** Instructions **
[A] Answer these questions from the privacy guide:
(i) What menu path does it give for making an Instagram account private?
(ii) Besides Instagram, which app is named as a place where a daily running route might be posted publicly?
(iii) What kind of attacks does it say scammers build using your details?
[B] Please write out the privacy guide from "Settings → Account" to "that makes sense.".

** Text passage **
What Oversharing Actually Looks Like

None of these seem problematic alone. Together, they build a profile anyone with time and a browser can assemble:

Information that combines dangerously

  • Your full name + employer from LinkedIn, visible on your Instagram bio
  • Vacation photos with geotags while your home is empty
  • "Back at the office after a week away!" — announces empty house retroactively
  • Photos from your driveway or front door that show your house number or street sign
  • Your daily running route posted publicly on Strava or Instagram
  • Your children's school name, after-school activities, and schedule
  • Photos of your car showing the license plate clearly
  • Complaining about a neighbor, landlord, or coworker by name + location

Who is reading this

  • Data brokers who compile and sell your information to anyone who pays
  • Scammers who build custom "spear phishing" attacks using your details
  • Stalkers or abusive ex-partners who are monitoring your activity
  • Burglars who know you're out of town and when you'll return
  • Social engineers targeting your employer using your personal details
  • Anyone who follows you — not all followers are people you know

Platform-by-Platform Privacy Audit

Instagram

1

Set your account to private

Settings → Account Privacy → Private Account. A private account means only approved followers see your posts, stories, and reels. If you're a public figure or business, this may not apply — but for personal accounts, private is the default that makes sense.

[Data entries]
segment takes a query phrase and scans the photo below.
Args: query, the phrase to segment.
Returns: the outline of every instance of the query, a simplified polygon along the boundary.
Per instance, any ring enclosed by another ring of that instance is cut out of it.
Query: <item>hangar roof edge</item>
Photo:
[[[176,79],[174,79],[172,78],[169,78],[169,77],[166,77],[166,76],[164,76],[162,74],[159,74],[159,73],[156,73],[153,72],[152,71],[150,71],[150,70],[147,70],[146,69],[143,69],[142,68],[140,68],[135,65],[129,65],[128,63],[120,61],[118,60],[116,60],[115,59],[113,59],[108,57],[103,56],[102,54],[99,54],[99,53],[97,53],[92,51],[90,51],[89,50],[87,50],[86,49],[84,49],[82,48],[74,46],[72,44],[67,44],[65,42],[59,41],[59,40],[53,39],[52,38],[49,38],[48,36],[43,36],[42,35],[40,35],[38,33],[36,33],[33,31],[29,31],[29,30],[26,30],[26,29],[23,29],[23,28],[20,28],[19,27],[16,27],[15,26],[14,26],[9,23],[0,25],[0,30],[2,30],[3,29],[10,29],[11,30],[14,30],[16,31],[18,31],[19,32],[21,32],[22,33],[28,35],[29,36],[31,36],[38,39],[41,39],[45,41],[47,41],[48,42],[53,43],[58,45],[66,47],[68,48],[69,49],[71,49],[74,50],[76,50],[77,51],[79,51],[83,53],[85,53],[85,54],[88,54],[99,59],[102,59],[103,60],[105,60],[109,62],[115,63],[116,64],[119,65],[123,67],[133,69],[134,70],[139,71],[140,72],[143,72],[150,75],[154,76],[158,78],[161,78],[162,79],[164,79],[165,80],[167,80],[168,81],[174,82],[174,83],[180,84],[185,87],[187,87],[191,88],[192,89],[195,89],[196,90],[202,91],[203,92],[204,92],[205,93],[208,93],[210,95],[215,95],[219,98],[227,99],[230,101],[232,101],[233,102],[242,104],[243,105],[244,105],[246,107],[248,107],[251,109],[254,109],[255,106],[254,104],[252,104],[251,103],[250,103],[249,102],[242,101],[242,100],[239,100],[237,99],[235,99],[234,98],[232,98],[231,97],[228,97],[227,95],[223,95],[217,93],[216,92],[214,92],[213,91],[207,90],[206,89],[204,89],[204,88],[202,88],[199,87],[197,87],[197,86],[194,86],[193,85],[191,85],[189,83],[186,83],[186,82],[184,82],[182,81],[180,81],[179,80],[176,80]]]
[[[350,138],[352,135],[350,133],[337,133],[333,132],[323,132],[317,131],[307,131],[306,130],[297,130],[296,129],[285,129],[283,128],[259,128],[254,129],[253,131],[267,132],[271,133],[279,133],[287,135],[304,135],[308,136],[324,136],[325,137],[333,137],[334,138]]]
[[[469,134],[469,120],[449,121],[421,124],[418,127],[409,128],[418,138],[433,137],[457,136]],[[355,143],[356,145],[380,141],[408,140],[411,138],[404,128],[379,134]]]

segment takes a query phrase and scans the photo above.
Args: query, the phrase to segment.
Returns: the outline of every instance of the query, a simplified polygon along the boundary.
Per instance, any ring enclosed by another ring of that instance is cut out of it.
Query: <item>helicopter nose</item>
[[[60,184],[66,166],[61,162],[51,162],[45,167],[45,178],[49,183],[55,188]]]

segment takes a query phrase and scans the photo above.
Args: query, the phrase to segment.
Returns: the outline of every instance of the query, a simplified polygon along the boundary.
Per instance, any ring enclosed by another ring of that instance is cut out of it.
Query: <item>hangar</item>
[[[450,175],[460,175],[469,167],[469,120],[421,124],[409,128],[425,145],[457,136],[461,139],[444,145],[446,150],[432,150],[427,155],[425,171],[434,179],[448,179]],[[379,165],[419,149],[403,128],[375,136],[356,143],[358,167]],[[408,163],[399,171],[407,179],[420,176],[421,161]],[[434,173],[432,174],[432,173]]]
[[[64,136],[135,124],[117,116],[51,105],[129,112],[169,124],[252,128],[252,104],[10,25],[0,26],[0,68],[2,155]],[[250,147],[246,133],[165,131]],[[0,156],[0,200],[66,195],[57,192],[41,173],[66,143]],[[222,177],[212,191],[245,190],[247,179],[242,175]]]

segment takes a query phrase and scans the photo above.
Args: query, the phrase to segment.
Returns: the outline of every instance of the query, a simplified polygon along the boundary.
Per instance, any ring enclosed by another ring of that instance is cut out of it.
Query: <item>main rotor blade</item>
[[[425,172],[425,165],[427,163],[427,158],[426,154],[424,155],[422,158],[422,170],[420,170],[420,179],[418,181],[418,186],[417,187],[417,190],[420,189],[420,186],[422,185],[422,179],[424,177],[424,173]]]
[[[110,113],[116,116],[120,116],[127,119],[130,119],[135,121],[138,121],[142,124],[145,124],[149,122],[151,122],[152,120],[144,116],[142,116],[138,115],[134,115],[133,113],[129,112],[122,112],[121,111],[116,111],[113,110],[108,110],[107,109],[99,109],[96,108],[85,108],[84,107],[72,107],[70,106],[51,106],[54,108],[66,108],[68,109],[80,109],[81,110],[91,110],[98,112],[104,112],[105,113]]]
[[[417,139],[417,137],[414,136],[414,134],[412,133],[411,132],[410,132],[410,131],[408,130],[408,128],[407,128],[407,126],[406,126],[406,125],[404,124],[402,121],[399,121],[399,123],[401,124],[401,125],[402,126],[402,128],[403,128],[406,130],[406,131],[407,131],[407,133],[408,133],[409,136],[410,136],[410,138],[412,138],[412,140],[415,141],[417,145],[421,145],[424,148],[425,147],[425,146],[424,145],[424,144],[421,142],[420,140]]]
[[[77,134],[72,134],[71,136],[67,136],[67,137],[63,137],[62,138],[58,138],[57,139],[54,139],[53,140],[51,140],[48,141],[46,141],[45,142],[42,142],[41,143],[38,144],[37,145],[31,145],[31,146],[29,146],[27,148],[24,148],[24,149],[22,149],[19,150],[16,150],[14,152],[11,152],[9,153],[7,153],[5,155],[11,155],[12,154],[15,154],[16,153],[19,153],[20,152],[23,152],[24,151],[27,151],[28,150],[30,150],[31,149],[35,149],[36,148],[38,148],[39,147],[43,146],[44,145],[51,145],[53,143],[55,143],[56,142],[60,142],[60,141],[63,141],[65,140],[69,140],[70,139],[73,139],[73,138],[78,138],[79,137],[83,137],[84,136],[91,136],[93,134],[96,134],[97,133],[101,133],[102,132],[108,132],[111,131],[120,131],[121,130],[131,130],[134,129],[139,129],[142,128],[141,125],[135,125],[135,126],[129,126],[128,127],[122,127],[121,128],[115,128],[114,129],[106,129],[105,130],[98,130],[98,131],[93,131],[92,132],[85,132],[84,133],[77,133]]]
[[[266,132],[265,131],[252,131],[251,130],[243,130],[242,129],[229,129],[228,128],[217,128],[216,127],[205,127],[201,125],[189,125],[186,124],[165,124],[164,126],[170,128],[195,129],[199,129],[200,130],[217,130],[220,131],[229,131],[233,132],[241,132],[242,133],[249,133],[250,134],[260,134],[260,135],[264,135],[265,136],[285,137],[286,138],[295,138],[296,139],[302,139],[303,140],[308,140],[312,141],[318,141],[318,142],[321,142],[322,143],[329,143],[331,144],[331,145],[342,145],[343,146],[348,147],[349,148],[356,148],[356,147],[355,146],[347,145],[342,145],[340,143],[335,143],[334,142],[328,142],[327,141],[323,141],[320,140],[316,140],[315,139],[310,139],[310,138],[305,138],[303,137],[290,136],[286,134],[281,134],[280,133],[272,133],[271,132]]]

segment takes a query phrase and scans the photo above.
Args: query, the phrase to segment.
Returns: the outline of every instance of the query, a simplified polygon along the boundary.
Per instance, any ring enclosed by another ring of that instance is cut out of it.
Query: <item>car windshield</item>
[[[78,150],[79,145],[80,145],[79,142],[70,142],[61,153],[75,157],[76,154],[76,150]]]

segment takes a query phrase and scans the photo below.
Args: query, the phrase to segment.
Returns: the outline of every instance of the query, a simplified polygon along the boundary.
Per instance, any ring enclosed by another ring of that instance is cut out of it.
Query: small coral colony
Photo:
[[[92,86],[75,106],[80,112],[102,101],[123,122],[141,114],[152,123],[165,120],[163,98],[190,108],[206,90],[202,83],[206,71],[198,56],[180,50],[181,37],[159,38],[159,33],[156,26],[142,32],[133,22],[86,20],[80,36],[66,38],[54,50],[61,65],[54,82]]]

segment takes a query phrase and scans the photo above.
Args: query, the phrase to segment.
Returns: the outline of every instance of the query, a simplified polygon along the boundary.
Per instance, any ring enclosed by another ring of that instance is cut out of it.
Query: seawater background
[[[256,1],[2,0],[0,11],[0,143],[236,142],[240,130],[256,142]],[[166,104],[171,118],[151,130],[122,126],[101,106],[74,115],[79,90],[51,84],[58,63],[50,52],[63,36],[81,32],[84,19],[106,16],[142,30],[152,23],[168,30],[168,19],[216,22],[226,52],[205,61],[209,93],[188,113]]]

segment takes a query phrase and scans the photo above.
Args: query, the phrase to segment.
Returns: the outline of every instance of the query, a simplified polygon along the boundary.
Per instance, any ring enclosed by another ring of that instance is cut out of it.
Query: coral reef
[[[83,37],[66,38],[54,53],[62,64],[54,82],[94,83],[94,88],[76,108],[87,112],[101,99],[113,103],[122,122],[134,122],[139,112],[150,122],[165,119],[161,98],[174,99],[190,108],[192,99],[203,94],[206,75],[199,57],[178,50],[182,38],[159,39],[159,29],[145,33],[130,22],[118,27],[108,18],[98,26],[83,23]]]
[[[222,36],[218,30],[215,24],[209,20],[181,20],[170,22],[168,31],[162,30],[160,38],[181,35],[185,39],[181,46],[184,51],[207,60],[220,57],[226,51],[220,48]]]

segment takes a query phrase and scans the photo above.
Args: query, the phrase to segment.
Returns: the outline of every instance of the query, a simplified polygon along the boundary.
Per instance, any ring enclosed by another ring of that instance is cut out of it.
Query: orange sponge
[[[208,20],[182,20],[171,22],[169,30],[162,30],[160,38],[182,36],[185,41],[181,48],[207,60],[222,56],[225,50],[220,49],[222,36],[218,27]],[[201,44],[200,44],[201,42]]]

** Answers given **
[A]
(i) Settings → Account Privacy → Private Account
(ii) Strava
(iii) Custom "spear phishing" attacks

[B]
Settings → Account Privacy → Private Account. A private account means only approved followers see your posts, stories, and reels. If you're a public figure or business, this may not apply — but for personal accounts, private is the default that makes sense.